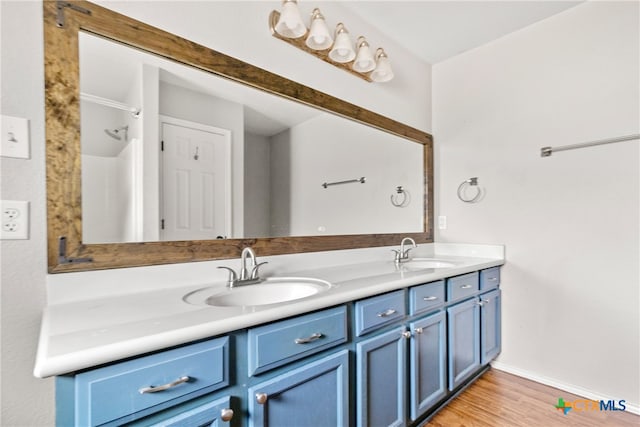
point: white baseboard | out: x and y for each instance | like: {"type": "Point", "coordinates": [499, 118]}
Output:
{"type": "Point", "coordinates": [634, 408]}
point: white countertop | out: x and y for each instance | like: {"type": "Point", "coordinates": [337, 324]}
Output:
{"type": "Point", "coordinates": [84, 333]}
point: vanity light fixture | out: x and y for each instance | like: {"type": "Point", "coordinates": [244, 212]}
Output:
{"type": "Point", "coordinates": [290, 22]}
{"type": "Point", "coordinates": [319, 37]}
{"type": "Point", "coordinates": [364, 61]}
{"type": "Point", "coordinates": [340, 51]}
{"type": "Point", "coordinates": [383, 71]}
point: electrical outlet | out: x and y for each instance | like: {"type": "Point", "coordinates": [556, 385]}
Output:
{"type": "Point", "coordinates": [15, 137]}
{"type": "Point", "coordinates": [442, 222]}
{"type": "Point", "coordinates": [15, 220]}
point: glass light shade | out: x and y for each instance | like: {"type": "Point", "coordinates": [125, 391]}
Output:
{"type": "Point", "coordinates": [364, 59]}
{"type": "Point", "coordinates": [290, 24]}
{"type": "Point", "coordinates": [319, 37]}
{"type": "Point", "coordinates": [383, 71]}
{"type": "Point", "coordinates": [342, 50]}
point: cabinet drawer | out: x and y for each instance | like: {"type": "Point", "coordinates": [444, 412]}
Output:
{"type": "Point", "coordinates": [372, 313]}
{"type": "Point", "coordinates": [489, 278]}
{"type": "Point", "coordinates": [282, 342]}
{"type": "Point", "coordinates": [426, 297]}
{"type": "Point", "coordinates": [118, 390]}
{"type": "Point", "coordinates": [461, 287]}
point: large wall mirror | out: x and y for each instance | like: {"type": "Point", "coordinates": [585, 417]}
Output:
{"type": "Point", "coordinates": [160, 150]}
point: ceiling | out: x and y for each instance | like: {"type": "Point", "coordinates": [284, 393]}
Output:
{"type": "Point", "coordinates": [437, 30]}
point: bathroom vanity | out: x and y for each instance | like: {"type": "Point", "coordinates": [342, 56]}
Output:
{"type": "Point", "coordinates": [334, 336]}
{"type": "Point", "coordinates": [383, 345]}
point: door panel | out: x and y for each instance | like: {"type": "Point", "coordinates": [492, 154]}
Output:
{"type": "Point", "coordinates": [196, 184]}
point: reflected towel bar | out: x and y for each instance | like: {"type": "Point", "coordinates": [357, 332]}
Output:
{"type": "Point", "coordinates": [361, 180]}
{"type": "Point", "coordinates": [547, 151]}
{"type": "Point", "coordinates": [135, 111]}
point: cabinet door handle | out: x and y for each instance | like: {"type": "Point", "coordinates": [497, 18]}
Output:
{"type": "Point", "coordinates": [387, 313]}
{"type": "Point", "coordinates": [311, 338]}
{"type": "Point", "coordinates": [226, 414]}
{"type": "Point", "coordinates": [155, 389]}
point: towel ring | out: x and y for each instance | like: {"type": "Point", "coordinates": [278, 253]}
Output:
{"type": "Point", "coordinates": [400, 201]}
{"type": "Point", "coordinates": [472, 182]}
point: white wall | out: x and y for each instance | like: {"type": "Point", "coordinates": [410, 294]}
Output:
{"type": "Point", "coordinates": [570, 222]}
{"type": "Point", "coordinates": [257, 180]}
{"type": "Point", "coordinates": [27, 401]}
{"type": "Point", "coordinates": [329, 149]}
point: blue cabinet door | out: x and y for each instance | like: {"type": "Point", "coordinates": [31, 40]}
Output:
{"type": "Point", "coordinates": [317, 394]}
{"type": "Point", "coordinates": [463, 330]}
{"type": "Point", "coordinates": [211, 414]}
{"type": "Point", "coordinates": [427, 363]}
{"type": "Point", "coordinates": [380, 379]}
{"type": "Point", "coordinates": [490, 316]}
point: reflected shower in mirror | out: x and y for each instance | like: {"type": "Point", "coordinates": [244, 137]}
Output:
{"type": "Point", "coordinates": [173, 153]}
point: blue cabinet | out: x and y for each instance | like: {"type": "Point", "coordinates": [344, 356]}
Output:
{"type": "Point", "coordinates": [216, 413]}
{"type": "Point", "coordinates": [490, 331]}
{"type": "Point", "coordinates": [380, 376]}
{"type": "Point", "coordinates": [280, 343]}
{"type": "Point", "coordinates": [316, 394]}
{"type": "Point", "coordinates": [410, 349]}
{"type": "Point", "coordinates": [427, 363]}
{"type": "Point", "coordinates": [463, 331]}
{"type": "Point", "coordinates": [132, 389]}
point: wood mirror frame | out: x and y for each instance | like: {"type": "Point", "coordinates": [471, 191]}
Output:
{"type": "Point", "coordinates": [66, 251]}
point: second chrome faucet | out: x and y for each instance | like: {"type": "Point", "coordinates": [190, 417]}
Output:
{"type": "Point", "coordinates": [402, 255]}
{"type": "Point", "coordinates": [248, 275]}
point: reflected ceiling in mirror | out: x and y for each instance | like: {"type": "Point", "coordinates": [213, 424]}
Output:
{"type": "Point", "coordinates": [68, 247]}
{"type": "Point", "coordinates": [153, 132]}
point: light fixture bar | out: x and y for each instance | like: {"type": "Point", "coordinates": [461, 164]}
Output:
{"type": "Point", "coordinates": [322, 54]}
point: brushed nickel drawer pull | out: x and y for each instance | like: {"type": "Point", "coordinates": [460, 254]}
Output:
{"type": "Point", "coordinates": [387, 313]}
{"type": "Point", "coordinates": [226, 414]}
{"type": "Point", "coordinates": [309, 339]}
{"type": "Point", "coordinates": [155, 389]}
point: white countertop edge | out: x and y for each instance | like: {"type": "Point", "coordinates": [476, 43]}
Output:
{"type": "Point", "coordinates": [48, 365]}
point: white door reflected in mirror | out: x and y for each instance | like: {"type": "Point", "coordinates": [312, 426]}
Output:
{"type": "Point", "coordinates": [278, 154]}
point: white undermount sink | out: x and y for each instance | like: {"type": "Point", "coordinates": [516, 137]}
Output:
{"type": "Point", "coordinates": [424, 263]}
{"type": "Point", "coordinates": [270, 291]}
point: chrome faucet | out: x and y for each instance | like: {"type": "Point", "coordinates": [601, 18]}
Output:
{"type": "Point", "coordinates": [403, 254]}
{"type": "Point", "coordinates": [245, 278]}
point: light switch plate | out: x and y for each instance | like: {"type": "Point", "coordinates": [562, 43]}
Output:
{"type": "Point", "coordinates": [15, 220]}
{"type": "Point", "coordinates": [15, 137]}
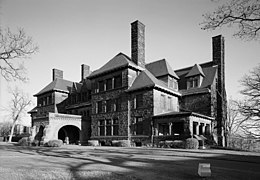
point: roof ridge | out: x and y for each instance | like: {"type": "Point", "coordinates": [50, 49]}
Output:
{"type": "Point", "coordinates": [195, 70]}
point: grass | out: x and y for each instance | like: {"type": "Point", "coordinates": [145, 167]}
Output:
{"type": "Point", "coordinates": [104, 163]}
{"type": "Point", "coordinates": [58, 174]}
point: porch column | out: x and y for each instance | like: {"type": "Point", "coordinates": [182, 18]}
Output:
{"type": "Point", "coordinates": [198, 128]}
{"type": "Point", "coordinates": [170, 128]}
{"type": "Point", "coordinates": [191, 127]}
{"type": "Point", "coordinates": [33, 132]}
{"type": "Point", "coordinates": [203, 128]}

━━━━━━

> [STATED EXERCISE] In the records above, find the line with "point: white door" and copy from it through the last line exactly, without the pictures.

> [WRITTEN ANSWER]
point: white door reflected in mirror | out: x and y for each instance | like: {"type": "Point", "coordinates": [312, 426]}
Output:
{"type": "Point", "coordinates": [278, 154]}
point: white undermount sink | out: x and y for each instance | like: {"type": "Point", "coordinates": [516, 137]}
Output:
{"type": "Point", "coordinates": [424, 263]}
{"type": "Point", "coordinates": [270, 291]}
point: chrome faucet | out: x and y for each instance | like: {"type": "Point", "coordinates": [601, 18]}
Output:
{"type": "Point", "coordinates": [403, 254]}
{"type": "Point", "coordinates": [245, 278]}
point: light switch plate | out: x and y for each instance | like: {"type": "Point", "coordinates": [562, 43]}
Output:
{"type": "Point", "coordinates": [15, 220]}
{"type": "Point", "coordinates": [15, 137]}
point: roof ridge | out: x and y for each instance | like: {"type": "Point", "coordinates": [50, 49]}
Output:
{"type": "Point", "coordinates": [195, 70]}
point: grass | out: x and y for each instance | like: {"type": "Point", "coordinates": [145, 167]}
Output:
{"type": "Point", "coordinates": [104, 163]}
{"type": "Point", "coordinates": [58, 174]}
point: porch column | out: x and y for each instance | like: {"type": "Point", "coordinates": [182, 18]}
Output:
{"type": "Point", "coordinates": [198, 128]}
{"type": "Point", "coordinates": [170, 128]}
{"type": "Point", "coordinates": [191, 127]}
{"type": "Point", "coordinates": [33, 132]}
{"type": "Point", "coordinates": [203, 128]}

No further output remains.